Start of Passage to read

As plasma markers of endotoxaemia, the incidence of sCD14 exceeding
the established reference range and TNFa exceeding zero were recorded
and compared (Table 3) [7]. There were no significant differences in TNFa
levels between the two groups at any time period (Fig 4a, P = 0.50) or in
the proportion of horses with detectable plasma TNFa in each group
(Fig 4b, P = 0.44). In addition, there were no significant differences in
mean sCD14 levels between the two groups at any time period (Fig 4a,
P = 0.5) However, at 48 h post-operatively, 26.9% of horses treated with
flunixin meglumine had sCD14 levels exceeding the upper limit of the
reference range as compared with 8.33% of horses treated with firocoxib
(Fig 4c, d, P = 0.044). This corresponds to a 3.23-fold increased risk of
increased biomarker of endotoxaemia in horses treated with flunixin
meglumine as compared with those treated with firocoxib (CI 0.86–12.94,
P = 0.04)


#13

Not an appropriate statistical analysis IMHO


#14

So perhaps we should stop for futility. Indeed, given how contentious p-values have become, any attempt to present them as uncontroversial must necessarily mislead laypersons. Pondering the feedback on this thread, I now think it better to convey the scientific purpose served by p-values without attempting to detail the underlying ‘theory’ such as it is. Thus, I’m currently thinking along these lines:

In describing the scientific attitude, physicist Richard Feynman famously said, “The first principle is that you must not fool yourself—and you are the easiest person to fool.” When comparing different treatments in a trial, medical scientists know the easiest way to fool themselves would be to hand-pick which patients get which treatments. So they take a hands-off approach and let random numbers make these decisions instead. Randomizing treatment assignment in this way helps medical scientists avoid fooling themselves, but it does create a new risk: They might get fooled by chance itself, simply from ‘bad luck’ in the randomization. Fortunately, Statistics—the ‘science of randomness’—can help manage such risk, at least over the long run.

End of Passage to read
Start of Supplied entries

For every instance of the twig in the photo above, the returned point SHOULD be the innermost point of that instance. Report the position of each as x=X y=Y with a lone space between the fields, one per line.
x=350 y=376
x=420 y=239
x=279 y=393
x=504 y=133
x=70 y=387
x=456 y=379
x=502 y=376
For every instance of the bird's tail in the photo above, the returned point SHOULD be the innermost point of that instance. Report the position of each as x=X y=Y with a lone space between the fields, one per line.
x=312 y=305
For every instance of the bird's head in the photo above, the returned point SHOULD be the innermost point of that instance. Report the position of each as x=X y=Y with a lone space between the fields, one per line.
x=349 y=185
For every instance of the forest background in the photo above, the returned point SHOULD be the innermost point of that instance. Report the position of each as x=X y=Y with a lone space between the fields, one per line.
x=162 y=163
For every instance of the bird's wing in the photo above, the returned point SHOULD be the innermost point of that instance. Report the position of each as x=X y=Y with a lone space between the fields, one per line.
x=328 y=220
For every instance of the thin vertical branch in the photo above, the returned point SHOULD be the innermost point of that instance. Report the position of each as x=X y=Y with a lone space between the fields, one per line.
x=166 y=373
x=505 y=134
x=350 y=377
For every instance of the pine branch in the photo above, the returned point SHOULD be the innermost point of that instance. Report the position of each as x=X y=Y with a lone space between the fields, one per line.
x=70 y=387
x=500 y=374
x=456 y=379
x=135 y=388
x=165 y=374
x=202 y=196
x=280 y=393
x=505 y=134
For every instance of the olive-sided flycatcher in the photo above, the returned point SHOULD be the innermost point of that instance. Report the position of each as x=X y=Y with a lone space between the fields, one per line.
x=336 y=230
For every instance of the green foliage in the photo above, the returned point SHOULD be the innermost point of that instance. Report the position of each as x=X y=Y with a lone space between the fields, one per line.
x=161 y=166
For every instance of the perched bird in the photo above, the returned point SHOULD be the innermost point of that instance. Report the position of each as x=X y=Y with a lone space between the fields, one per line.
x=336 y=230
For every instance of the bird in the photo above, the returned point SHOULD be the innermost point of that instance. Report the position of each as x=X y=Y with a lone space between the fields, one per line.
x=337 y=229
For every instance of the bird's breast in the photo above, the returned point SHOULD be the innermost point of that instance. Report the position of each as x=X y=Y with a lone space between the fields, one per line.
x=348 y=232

End of Supplied entries

▶ [Complete the following]:
1. Answer these questions from the forum excerpt, one line per answer:
(a) At 48 h post-operatively, what percentage of horses treated with firocoxib had sCD14 levels above the upper limit of the reference range?
(b) Which physicist is quoted on the scientific attitude?
(c) Instead of hand-picking, what do medical scientists let decide which patients get which treatments?
2. Write out the part of the forum excerpt that opens with the words containing "In describing the" and closes with "the long run.", renaming "medical scientists" as "clinical researchers".

▶ [Responses by task]:
1.
(a) 8.33%
(b) Richard Feynman
(c) Random numbers

2.
In describing the scientific attitude, physicist Richard Feynman famously said, “The first principle is that you must not fool yourself—and you are the easiest person to fool.” When comparing different treatments in a trial, clinical researchers know the easiest way to fool themselves would be to hand-pick which patients get which treatments. So they take a hands-off approach and let random numbers make these decisions instead. Randomizing treatment assignment in this way helps clinical researchers avoid fooling themselves, but it does create a new risk: They might get fooled by chance itself, simply from ‘bad luck’ in the randomization. Fortunately, Statistics—the ‘science of randomness’—can help manage such risk, at least over the long run.